Keep only the lines of the data below that contain the word "printed", and copy each of those lines unchanged.

>> START Entries supplied

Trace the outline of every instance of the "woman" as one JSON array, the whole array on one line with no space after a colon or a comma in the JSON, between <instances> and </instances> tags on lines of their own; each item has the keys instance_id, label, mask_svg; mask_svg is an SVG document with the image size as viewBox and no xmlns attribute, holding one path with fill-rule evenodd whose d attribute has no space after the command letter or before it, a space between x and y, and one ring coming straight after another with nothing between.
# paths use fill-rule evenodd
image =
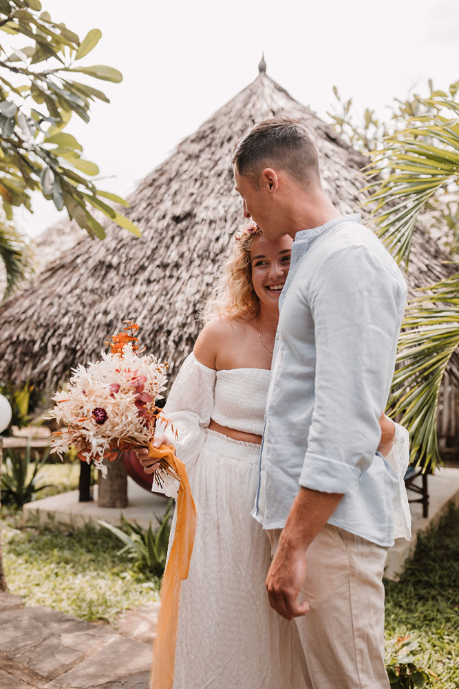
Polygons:
<instances>
[{"instance_id":1,"label":"woman","mask_svg":"<svg viewBox=\"0 0 459 689\"><path fill-rule=\"evenodd\" d=\"M269 541L250 515L291 247L290 237L268 240L255 227L236 235L206 325L164 407L198 511L175 689L304 686L295 626L272 610L266 593ZM385 451L394 424L383 415L380 424ZM155 444L164 441L171 444L158 427ZM153 460L139 456L147 473L155 471Z\"/></svg>"}]
</instances>

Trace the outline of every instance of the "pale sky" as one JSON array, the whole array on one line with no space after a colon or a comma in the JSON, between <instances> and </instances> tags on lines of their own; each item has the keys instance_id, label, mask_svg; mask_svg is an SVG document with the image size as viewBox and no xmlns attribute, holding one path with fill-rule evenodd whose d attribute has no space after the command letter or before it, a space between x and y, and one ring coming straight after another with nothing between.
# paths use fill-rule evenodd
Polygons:
<instances>
[{"instance_id":1,"label":"pale sky","mask_svg":"<svg viewBox=\"0 0 459 689\"><path fill-rule=\"evenodd\" d=\"M124 196L256 77L263 50L268 76L325 119L333 85L383 118L394 97L426 93L429 78L444 89L459 79L457 0L41 1L81 39L101 30L82 64L123 74L120 84L88 81L111 102L66 131L111 178L96 185ZM59 218L39 197L34 209L17 215L30 236Z\"/></svg>"}]
</instances>

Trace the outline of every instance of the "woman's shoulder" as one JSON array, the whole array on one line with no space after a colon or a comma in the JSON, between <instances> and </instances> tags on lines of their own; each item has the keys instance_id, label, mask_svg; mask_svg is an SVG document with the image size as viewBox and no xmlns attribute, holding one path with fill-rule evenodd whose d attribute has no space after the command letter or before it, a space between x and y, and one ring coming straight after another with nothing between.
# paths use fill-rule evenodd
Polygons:
<instances>
[{"instance_id":1,"label":"woman's shoulder","mask_svg":"<svg viewBox=\"0 0 459 689\"><path fill-rule=\"evenodd\" d=\"M219 316L209 320L198 336L194 355L204 366L216 369L217 356L232 348L247 324L235 318Z\"/></svg>"}]
</instances>

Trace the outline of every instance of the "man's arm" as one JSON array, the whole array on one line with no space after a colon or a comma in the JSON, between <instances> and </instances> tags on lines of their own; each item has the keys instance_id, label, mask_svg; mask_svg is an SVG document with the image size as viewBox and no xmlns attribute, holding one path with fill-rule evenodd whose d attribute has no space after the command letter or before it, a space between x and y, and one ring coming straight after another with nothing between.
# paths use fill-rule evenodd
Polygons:
<instances>
[{"instance_id":1,"label":"man's arm","mask_svg":"<svg viewBox=\"0 0 459 689\"><path fill-rule=\"evenodd\" d=\"M298 601L306 576L306 551L343 497L301 487L281 534L266 578L270 603L287 619L305 615L307 601Z\"/></svg>"}]
</instances>

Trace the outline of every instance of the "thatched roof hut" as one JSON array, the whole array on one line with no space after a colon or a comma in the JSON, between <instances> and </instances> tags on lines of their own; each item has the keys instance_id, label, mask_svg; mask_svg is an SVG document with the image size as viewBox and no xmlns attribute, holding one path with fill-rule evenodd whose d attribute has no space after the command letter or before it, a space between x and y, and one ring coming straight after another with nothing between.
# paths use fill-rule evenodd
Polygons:
<instances>
[{"instance_id":1,"label":"thatched roof hut","mask_svg":"<svg viewBox=\"0 0 459 689\"><path fill-rule=\"evenodd\" d=\"M107 223L104 241L81 239L1 305L0 380L55 388L72 366L98 356L126 318L140 325L143 344L173 376L200 330L197 313L231 235L244 226L233 188L233 146L255 123L281 114L311 131L326 192L343 213L355 211L365 158L261 70L131 196L127 214L141 238ZM410 286L445 277L447 258L416 234Z\"/></svg>"}]
</instances>

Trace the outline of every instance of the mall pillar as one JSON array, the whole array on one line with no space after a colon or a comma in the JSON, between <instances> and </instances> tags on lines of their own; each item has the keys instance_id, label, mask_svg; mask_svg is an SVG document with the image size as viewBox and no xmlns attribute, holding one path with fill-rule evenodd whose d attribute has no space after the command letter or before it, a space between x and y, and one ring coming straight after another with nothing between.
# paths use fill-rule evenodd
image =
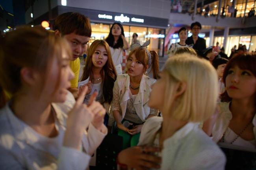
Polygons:
<instances>
[{"instance_id":1,"label":"mall pillar","mask_svg":"<svg viewBox=\"0 0 256 170\"><path fill-rule=\"evenodd\" d=\"M219 16L221 15L221 9L222 3L222 0L219 0L219 6L218 7L218 14L217 15L217 18L216 18L216 21L217 22L218 22L219 20Z\"/></svg>"},{"instance_id":2,"label":"mall pillar","mask_svg":"<svg viewBox=\"0 0 256 170\"><path fill-rule=\"evenodd\" d=\"M247 4L248 2L248 0L246 0L245 1L245 13L243 14L243 17L245 17L245 11L246 11L246 8L247 8Z\"/></svg>"},{"instance_id":3,"label":"mall pillar","mask_svg":"<svg viewBox=\"0 0 256 170\"><path fill-rule=\"evenodd\" d=\"M212 27L210 30L210 42L209 46L213 45L213 39L214 38L214 28Z\"/></svg>"},{"instance_id":4,"label":"mall pillar","mask_svg":"<svg viewBox=\"0 0 256 170\"><path fill-rule=\"evenodd\" d=\"M227 42L228 41L228 34L229 33L229 27L225 27L224 29L224 40L223 40L223 46L225 49L225 53L228 53L228 44Z\"/></svg>"},{"instance_id":5,"label":"mall pillar","mask_svg":"<svg viewBox=\"0 0 256 170\"><path fill-rule=\"evenodd\" d=\"M195 19L195 17L196 16L196 15L197 14L197 0L195 0L195 7L194 8L194 13L193 14L193 15L192 15L192 20L194 20Z\"/></svg>"},{"instance_id":6,"label":"mall pillar","mask_svg":"<svg viewBox=\"0 0 256 170\"><path fill-rule=\"evenodd\" d=\"M237 0L233 0L233 4L232 4L232 6L233 6L234 7L236 7L236 5L237 2Z\"/></svg>"}]
</instances>

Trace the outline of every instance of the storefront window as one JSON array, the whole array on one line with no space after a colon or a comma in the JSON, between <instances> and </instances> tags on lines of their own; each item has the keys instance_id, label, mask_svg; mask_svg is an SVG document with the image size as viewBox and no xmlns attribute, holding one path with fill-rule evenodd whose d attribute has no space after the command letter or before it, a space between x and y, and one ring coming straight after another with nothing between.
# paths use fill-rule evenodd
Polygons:
<instances>
[{"instance_id":1,"label":"storefront window","mask_svg":"<svg viewBox=\"0 0 256 170\"><path fill-rule=\"evenodd\" d=\"M217 42L219 42L219 46L221 48L223 46L223 43L224 41L224 37L214 37L214 41L213 42L213 46L216 46Z\"/></svg>"},{"instance_id":2,"label":"storefront window","mask_svg":"<svg viewBox=\"0 0 256 170\"><path fill-rule=\"evenodd\" d=\"M131 26L130 27L130 45L132 44L132 35L136 33L138 35L137 40L139 41L141 44L142 44L146 41L145 36L147 35L147 28L145 27L139 27Z\"/></svg>"},{"instance_id":3,"label":"storefront window","mask_svg":"<svg viewBox=\"0 0 256 170\"><path fill-rule=\"evenodd\" d=\"M230 56L231 53L231 49L235 45L236 46L237 49L239 45L239 36L230 37L230 38L228 38L228 56ZM228 43L229 42L229 43Z\"/></svg>"},{"instance_id":4,"label":"storefront window","mask_svg":"<svg viewBox=\"0 0 256 170\"><path fill-rule=\"evenodd\" d=\"M105 39L108 35L112 26L111 24L94 23L91 23L91 25L92 35L89 41L89 45L95 40ZM160 57L163 56L163 41L165 37L164 29L123 25L122 26L124 37L130 45L132 44L132 35L134 33L136 33L138 35L137 39L141 44L150 39L150 43L148 49L150 50L155 51Z\"/></svg>"},{"instance_id":5,"label":"storefront window","mask_svg":"<svg viewBox=\"0 0 256 170\"><path fill-rule=\"evenodd\" d=\"M209 44L210 44L210 37L204 37L204 39L206 42L206 48L208 48L209 47Z\"/></svg>"},{"instance_id":6,"label":"storefront window","mask_svg":"<svg viewBox=\"0 0 256 170\"><path fill-rule=\"evenodd\" d=\"M147 40L150 39L150 43L148 47L149 50L156 51L158 55L163 55L163 46L165 38L164 31L159 28L148 28Z\"/></svg>"},{"instance_id":7,"label":"storefront window","mask_svg":"<svg viewBox=\"0 0 256 170\"><path fill-rule=\"evenodd\" d=\"M256 51L256 35L252 36L249 51L250 52Z\"/></svg>"},{"instance_id":8,"label":"storefront window","mask_svg":"<svg viewBox=\"0 0 256 170\"><path fill-rule=\"evenodd\" d=\"M246 11L245 11L245 16L248 16L250 11L255 7L254 0L249 0L246 6ZM242 17L244 16L245 13L245 0L238 0L236 7L237 10L236 14L237 17Z\"/></svg>"},{"instance_id":9,"label":"storefront window","mask_svg":"<svg viewBox=\"0 0 256 170\"><path fill-rule=\"evenodd\" d=\"M89 41L90 44L95 40L104 40L109 33L109 25L91 23L92 34Z\"/></svg>"},{"instance_id":10,"label":"storefront window","mask_svg":"<svg viewBox=\"0 0 256 170\"><path fill-rule=\"evenodd\" d=\"M250 36L241 36L240 37L240 40L239 40L239 44L241 44L242 45L245 45L246 46L246 49L249 49L250 47Z\"/></svg>"}]
</instances>

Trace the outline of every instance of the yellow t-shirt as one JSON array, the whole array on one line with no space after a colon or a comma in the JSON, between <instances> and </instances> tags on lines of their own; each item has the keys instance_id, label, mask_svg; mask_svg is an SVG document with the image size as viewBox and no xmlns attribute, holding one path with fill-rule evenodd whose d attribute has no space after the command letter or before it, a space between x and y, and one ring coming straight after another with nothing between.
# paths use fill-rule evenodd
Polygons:
<instances>
[{"instance_id":1,"label":"yellow t-shirt","mask_svg":"<svg viewBox=\"0 0 256 170\"><path fill-rule=\"evenodd\" d=\"M75 75L74 79L70 81L71 84L70 88L77 88L78 85L78 77L80 70L80 59L79 58L78 58L74 61L71 61L69 63L69 66Z\"/></svg>"}]
</instances>

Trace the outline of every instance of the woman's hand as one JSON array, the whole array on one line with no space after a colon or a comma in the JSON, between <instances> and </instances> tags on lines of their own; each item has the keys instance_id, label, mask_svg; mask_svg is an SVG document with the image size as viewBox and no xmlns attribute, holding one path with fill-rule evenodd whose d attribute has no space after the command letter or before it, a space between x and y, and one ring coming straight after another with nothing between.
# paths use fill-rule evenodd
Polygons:
<instances>
[{"instance_id":1,"label":"woman's hand","mask_svg":"<svg viewBox=\"0 0 256 170\"><path fill-rule=\"evenodd\" d=\"M121 37L121 38L122 38L122 39L123 40L124 40L124 39L125 39L125 37L124 37L124 36L122 34L121 34L120 37Z\"/></svg>"},{"instance_id":2,"label":"woman's hand","mask_svg":"<svg viewBox=\"0 0 256 170\"><path fill-rule=\"evenodd\" d=\"M88 108L93 113L94 117L92 124L98 130L100 131L104 125L104 116L106 113L106 110L102 105L95 101L98 93L95 92L92 95L88 104Z\"/></svg>"},{"instance_id":3,"label":"woman's hand","mask_svg":"<svg viewBox=\"0 0 256 170\"><path fill-rule=\"evenodd\" d=\"M79 94L80 94L80 92L83 90L83 89L84 89L86 86L88 87L88 90L87 91L86 94L87 95L89 94L91 91L92 88L92 83L91 81L89 81L88 83L79 87Z\"/></svg>"},{"instance_id":4,"label":"woman's hand","mask_svg":"<svg viewBox=\"0 0 256 170\"><path fill-rule=\"evenodd\" d=\"M154 155L160 151L158 148L134 146L123 150L118 155L118 161L128 168L137 170L160 168L161 158Z\"/></svg>"},{"instance_id":5,"label":"woman's hand","mask_svg":"<svg viewBox=\"0 0 256 170\"><path fill-rule=\"evenodd\" d=\"M143 124L135 126L132 129L128 130L127 132L132 135L134 135L137 133L139 133L141 131L143 126Z\"/></svg>"},{"instance_id":6,"label":"woman's hand","mask_svg":"<svg viewBox=\"0 0 256 170\"><path fill-rule=\"evenodd\" d=\"M83 132L93 118L94 113L83 103L87 91L87 86L83 89L73 108L68 114L63 146L79 150Z\"/></svg>"},{"instance_id":7,"label":"woman's hand","mask_svg":"<svg viewBox=\"0 0 256 170\"><path fill-rule=\"evenodd\" d=\"M129 129L124 127L122 123L117 123L117 128L118 128L119 129L122 130L124 132L127 132L129 130Z\"/></svg>"}]
</instances>

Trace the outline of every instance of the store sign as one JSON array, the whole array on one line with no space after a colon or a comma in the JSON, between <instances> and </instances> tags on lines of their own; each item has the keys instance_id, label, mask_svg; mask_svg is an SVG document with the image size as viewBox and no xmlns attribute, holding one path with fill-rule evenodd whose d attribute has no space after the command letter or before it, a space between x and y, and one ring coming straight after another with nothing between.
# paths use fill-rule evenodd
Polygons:
<instances>
[{"instance_id":1,"label":"store sign","mask_svg":"<svg viewBox=\"0 0 256 170\"><path fill-rule=\"evenodd\" d=\"M135 18L132 18L132 21L137 22L141 22L143 23L144 22L144 20L143 19Z\"/></svg>"},{"instance_id":2,"label":"store sign","mask_svg":"<svg viewBox=\"0 0 256 170\"><path fill-rule=\"evenodd\" d=\"M130 22L130 18L127 17L127 16L124 16L124 15L122 14L120 16L115 16L115 20L122 23L129 22Z\"/></svg>"},{"instance_id":3,"label":"store sign","mask_svg":"<svg viewBox=\"0 0 256 170\"><path fill-rule=\"evenodd\" d=\"M107 19L112 20L113 18L112 15L108 15L106 14L99 14L98 15L99 18ZM124 15L121 14L119 16L115 16L114 17L114 20L115 21L119 21L120 22L130 22L130 18L127 16L124 16ZM131 21L135 22L141 22L143 23L144 22L144 19L141 18L136 18L132 17L131 20Z\"/></svg>"},{"instance_id":4,"label":"store sign","mask_svg":"<svg viewBox=\"0 0 256 170\"><path fill-rule=\"evenodd\" d=\"M111 20L112 18L112 15L108 15L106 14L99 14L98 15L99 18L109 19Z\"/></svg>"},{"instance_id":5,"label":"store sign","mask_svg":"<svg viewBox=\"0 0 256 170\"><path fill-rule=\"evenodd\" d=\"M149 34L145 35L145 38L165 38L164 34Z\"/></svg>"}]
</instances>

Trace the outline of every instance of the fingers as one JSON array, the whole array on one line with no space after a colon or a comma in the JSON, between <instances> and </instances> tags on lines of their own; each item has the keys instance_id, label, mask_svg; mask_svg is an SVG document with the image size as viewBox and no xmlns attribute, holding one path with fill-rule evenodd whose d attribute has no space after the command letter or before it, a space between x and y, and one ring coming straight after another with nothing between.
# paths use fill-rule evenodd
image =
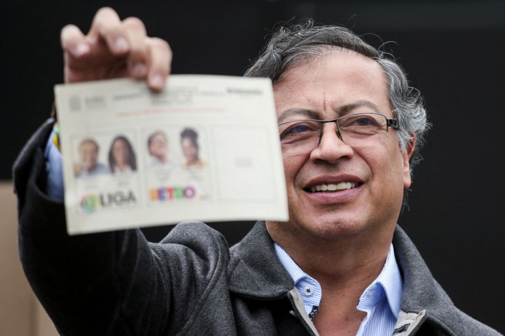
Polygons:
<instances>
[{"instance_id":1,"label":"fingers","mask_svg":"<svg viewBox=\"0 0 505 336\"><path fill-rule=\"evenodd\" d=\"M103 39L113 54L122 55L130 51L127 32L114 10L108 7L97 12L88 33L91 43Z\"/></svg>"},{"instance_id":2,"label":"fingers","mask_svg":"<svg viewBox=\"0 0 505 336\"><path fill-rule=\"evenodd\" d=\"M61 43L69 82L129 76L147 78L149 86L158 91L170 72L168 43L148 37L139 19L121 21L109 8L97 12L86 36L75 25L65 26Z\"/></svg>"},{"instance_id":3,"label":"fingers","mask_svg":"<svg viewBox=\"0 0 505 336\"><path fill-rule=\"evenodd\" d=\"M157 38L147 39L148 84L154 90L161 90L170 73L172 50L166 41Z\"/></svg>"},{"instance_id":4,"label":"fingers","mask_svg":"<svg viewBox=\"0 0 505 336\"><path fill-rule=\"evenodd\" d=\"M128 69L131 75L136 78L143 78L148 73L145 27L137 18L128 18L123 21L130 43Z\"/></svg>"},{"instance_id":5,"label":"fingers","mask_svg":"<svg viewBox=\"0 0 505 336\"><path fill-rule=\"evenodd\" d=\"M89 53L90 47L86 36L73 25L67 25L61 29L60 35L63 50L78 58Z\"/></svg>"}]
</instances>

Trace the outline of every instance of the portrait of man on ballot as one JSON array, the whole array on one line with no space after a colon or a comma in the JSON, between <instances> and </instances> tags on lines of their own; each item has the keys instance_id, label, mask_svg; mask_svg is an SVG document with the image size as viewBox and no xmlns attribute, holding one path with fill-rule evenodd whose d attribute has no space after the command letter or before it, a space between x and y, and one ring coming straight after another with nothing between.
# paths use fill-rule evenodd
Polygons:
<instances>
[{"instance_id":1,"label":"portrait of man on ballot","mask_svg":"<svg viewBox=\"0 0 505 336\"><path fill-rule=\"evenodd\" d=\"M133 77L161 90L172 51L148 36L110 8L87 35L64 27L65 82ZM392 58L309 21L277 29L245 76L273 84L289 220L259 219L231 248L191 221L159 243L139 230L67 235L62 199L50 196L62 185L46 170L55 121L27 143L14 167L20 255L58 331L500 335L454 306L397 225L429 123Z\"/></svg>"}]
</instances>

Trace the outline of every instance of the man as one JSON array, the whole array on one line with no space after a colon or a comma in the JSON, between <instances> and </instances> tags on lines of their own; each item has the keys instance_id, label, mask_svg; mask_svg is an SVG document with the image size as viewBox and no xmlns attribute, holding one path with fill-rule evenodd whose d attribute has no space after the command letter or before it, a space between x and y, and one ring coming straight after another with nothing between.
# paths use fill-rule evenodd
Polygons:
<instances>
[{"instance_id":1,"label":"man","mask_svg":"<svg viewBox=\"0 0 505 336\"><path fill-rule=\"evenodd\" d=\"M148 138L150 167L162 167L168 163L168 139L163 131L156 131Z\"/></svg>"},{"instance_id":2,"label":"man","mask_svg":"<svg viewBox=\"0 0 505 336\"><path fill-rule=\"evenodd\" d=\"M110 173L105 165L98 163L98 144L93 139L81 141L78 148L80 162L74 166L75 177L95 176Z\"/></svg>"},{"instance_id":3,"label":"man","mask_svg":"<svg viewBox=\"0 0 505 336\"><path fill-rule=\"evenodd\" d=\"M166 43L109 8L87 36L64 27L62 44L67 82L132 76L159 90L169 72ZM290 220L259 221L231 250L198 223L159 244L134 230L68 237L62 202L43 193L58 184L42 150L52 121L27 145L20 253L60 333L498 335L454 306L396 225L427 128L401 68L346 29L307 24L276 33L246 75L274 84Z\"/></svg>"}]
</instances>

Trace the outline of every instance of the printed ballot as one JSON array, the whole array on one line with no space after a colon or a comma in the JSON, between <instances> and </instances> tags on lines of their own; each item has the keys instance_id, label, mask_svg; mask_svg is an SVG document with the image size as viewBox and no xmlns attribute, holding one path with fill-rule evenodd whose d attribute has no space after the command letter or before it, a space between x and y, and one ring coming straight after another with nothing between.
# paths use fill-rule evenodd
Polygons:
<instances>
[{"instance_id":1,"label":"printed ballot","mask_svg":"<svg viewBox=\"0 0 505 336\"><path fill-rule=\"evenodd\" d=\"M55 86L71 235L287 220L269 79L174 75Z\"/></svg>"}]
</instances>

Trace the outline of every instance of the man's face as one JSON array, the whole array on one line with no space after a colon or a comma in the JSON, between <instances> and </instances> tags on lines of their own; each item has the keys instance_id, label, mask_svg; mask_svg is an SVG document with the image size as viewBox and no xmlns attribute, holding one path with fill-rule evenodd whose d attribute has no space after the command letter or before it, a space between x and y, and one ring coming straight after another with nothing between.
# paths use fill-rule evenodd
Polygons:
<instances>
[{"instance_id":1,"label":"man's face","mask_svg":"<svg viewBox=\"0 0 505 336\"><path fill-rule=\"evenodd\" d=\"M79 147L79 155L81 157L81 164L88 171L91 171L97 165L98 147L93 143L86 141Z\"/></svg>"},{"instance_id":2,"label":"man's face","mask_svg":"<svg viewBox=\"0 0 505 336\"><path fill-rule=\"evenodd\" d=\"M314 119L307 113L318 119L360 112L393 117L380 66L353 53L327 53L296 64L274 84L274 92L279 123ZM360 147L344 144L336 130L335 123L325 123L319 146L312 152L283 154L290 212L286 229L290 235L309 233L325 239L390 232L399 215L403 188L410 185L412 148L400 152L392 128L374 137L370 145ZM353 187L312 191L313 187L340 182Z\"/></svg>"},{"instance_id":3,"label":"man's face","mask_svg":"<svg viewBox=\"0 0 505 336\"><path fill-rule=\"evenodd\" d=\"M198 160L198 148L195 145L191 139L183 138L180 141L180 147L188 163L192 163Z\"/></svg>"},{"instance_id":4,"label":"man's face","mask_svg":"<svg viewBox=\"0 0 505 336\"><path fill-rule=\"evenodd\" d=\"M168 142L165 135L158 133L152 137L149 152L158 158L165 158L168 152Z\"/></svg>"},{"instance_id":5,"label":"man's face","mask_svg":"<svg viewBox=\"0 0 505 336\"><path fill-rule=\"evenodd\" d=\"M130 152L124 141L118 139L113 144L113 158L116 165L128 165L130 159Z\"/></svg>"}]
</instances>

>> END Entries supplied

### Response:
Trace the outline of every instance of the printed ballot as one JSON array, the whole array on one line with no space after a colon or a comma in the JSON, between <instances> and </instances> tags on lines of their own; each item has the keys instance_id, label, mask_svg; mask_svg is an SVG document with the image size as viewBox and no xmlns attribute, holding one path with fill-rule evenodd whose d attribute has no space after the command letter or before it, a space between x and y, and one ring coming straight after another with nothing between.
[{"instance_id":1,"label":"printed ballot","mask_svg":"<svg viewBox=\"0 0 505 336\"><path fill-rule=\"evenodd\" d=\"M55 86L71 235L287 220L269 79L174 75Z\"/></svg>"}]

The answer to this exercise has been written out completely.